* **PASSAGE TO READ**
--- START ---

Clowns to the left of me, jokers to the right…


Lately, I’ve been under siege. I’m fire-fighting on multiple fronts. There’s Rosie, with her daily distress (the underpant issue has been replaced by the undershirt one). There’s work – the jokers (aka. our senior managers) have asserted total dominance over our organisation and all we can do is strike to make our points heard. And then there’s Ben who, for the first time in a long time, isn’t really a source of discontent, only mild discomfort.

There’s also my RSI, which has flared up in response to some rather intense pressure at work (when I’m not striking, I’m working ridiculously fast – writing and editing a flurry of texts on anything from military sexual slavery to disappearances in Thailand).

So, this blog has slowed down a bit. Partly because of the multilateral battle I’m waging, partly because of the pain in my hands, and partly because I struggle to find the words to tell this new story in which Rosie and I are pitted against one another like two factions in a wearying war.

All I can say is each day is difficult. Each day is uncertain (will we get to school in time or will she chuck a fit about her vest or t-shirt riding up, causing her to tear off her clothes at the 11th hour and consign us to the late register again?).

--- END ---

* **PROVIDED MATERIAL**
--- START ---

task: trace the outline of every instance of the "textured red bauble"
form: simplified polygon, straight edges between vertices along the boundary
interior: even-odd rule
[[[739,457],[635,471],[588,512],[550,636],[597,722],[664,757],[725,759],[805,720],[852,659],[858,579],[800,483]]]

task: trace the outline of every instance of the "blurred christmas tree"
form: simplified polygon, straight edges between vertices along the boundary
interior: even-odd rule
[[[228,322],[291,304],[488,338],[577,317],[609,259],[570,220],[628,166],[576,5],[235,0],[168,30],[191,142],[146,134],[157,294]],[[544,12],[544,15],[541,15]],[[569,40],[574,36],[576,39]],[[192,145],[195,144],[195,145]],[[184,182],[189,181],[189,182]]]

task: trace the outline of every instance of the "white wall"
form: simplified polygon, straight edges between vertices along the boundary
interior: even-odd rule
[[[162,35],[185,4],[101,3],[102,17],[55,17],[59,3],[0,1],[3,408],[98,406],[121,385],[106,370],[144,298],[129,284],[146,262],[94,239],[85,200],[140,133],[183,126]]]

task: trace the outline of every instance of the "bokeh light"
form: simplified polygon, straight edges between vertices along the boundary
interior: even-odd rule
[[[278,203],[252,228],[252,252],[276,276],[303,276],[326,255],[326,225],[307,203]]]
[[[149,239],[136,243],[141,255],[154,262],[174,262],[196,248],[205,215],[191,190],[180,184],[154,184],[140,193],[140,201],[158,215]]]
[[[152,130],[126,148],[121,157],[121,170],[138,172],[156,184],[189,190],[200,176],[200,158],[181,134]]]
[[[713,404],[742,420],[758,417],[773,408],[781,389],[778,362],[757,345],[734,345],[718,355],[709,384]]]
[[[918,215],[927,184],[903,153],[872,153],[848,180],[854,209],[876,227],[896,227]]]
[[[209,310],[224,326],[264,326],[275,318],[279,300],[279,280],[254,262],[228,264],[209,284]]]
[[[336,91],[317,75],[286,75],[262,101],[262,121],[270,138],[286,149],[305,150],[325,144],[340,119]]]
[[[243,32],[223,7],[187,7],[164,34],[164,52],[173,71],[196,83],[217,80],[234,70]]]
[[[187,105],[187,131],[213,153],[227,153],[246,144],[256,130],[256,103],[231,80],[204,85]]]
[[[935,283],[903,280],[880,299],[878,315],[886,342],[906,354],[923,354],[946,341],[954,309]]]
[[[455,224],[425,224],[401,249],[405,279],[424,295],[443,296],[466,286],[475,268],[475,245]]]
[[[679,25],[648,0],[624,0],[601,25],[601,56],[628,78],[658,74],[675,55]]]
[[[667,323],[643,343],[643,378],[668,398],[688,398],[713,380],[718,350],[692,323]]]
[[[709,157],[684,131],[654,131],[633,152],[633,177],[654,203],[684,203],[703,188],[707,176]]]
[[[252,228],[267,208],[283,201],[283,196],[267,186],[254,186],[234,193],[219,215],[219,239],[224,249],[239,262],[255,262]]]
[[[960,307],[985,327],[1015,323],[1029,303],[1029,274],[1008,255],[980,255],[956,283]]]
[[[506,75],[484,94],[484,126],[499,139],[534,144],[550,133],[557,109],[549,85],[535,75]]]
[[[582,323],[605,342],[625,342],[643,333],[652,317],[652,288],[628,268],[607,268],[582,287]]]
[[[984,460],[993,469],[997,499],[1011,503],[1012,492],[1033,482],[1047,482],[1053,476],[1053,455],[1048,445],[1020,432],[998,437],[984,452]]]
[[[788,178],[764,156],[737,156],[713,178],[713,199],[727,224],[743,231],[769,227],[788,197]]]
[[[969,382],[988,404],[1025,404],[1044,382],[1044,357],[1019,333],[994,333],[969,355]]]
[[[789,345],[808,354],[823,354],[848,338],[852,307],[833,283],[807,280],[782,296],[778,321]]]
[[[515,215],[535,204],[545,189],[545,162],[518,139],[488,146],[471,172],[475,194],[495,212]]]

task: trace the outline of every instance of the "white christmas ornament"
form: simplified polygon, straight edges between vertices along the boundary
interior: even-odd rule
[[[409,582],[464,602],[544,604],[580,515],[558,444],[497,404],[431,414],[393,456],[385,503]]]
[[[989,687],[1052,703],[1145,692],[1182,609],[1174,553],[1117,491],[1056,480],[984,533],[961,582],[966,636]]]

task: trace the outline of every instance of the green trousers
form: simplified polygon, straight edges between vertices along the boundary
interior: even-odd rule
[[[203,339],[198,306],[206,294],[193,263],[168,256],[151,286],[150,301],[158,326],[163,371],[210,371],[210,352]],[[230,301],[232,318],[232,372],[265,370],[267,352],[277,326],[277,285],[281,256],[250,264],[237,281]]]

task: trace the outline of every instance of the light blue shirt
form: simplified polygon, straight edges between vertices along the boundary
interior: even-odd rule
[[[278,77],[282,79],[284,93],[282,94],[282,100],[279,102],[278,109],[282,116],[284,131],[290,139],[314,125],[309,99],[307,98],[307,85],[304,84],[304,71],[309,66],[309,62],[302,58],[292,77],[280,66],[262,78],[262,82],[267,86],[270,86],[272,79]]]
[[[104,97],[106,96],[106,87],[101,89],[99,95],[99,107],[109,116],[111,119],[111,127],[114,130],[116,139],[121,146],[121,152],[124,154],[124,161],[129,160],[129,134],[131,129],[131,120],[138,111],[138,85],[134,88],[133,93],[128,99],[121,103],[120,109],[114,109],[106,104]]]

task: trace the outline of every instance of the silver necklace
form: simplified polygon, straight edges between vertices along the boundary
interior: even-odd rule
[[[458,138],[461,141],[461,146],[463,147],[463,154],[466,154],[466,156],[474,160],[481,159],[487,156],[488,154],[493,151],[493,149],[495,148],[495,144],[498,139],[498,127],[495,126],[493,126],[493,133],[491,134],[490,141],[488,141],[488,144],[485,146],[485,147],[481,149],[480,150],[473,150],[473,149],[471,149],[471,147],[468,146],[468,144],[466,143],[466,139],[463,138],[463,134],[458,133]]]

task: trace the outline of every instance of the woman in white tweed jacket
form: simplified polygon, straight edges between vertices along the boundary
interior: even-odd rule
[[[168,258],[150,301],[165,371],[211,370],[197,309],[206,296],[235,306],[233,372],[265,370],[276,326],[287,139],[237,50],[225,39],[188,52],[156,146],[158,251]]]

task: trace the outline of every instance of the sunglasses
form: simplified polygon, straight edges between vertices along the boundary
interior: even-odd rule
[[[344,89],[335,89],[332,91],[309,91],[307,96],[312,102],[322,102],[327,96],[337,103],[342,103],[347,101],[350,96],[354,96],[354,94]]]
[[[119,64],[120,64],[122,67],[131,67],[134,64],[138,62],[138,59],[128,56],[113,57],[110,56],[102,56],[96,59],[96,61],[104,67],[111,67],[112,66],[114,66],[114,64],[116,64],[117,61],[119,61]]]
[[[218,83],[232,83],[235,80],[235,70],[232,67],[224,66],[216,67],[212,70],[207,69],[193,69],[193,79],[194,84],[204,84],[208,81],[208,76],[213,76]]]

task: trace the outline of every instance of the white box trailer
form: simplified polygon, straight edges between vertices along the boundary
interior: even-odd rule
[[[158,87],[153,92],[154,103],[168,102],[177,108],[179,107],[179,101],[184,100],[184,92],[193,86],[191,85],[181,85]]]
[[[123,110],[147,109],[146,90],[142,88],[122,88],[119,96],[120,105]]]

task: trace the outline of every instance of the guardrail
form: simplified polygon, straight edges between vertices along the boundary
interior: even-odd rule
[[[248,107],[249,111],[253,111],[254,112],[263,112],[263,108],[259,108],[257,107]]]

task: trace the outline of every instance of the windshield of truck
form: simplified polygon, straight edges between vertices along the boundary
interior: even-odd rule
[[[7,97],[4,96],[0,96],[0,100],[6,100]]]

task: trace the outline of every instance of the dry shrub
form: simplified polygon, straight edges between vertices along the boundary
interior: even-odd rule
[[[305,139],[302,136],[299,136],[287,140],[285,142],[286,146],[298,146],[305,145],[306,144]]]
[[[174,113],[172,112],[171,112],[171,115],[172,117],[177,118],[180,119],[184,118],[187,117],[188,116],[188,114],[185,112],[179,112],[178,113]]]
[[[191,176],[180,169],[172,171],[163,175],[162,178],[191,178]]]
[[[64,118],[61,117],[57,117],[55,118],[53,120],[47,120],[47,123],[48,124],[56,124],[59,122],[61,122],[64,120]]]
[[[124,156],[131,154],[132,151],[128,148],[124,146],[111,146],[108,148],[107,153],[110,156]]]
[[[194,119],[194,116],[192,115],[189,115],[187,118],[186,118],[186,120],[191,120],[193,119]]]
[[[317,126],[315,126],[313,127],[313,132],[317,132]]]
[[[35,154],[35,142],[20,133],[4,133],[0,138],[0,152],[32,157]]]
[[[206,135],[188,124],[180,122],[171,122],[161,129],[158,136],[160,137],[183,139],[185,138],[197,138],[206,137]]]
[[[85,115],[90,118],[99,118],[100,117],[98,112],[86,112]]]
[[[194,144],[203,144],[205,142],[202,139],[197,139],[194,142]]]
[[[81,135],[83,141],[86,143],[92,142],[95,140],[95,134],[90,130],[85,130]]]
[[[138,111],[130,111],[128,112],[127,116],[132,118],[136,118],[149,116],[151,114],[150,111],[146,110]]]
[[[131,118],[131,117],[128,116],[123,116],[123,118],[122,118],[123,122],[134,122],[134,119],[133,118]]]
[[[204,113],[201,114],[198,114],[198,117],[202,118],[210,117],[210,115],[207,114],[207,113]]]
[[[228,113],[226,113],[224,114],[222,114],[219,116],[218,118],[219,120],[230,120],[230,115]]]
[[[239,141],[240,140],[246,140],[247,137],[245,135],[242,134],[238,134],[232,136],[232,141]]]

--- END ---

* **REQUIRED ACTION**
Name every reason given in the blog post headed "Clowns to the left of me, jokers to the right…" for the blog having slowed down.

* **ANSWER BOX**
- The multilateral battle the writer is waging
- The pain in the writer's hands
- The writer's struggle to find the words to tell this new story, in which Rosie and the writer are pitted against one another like two factions in a wearying war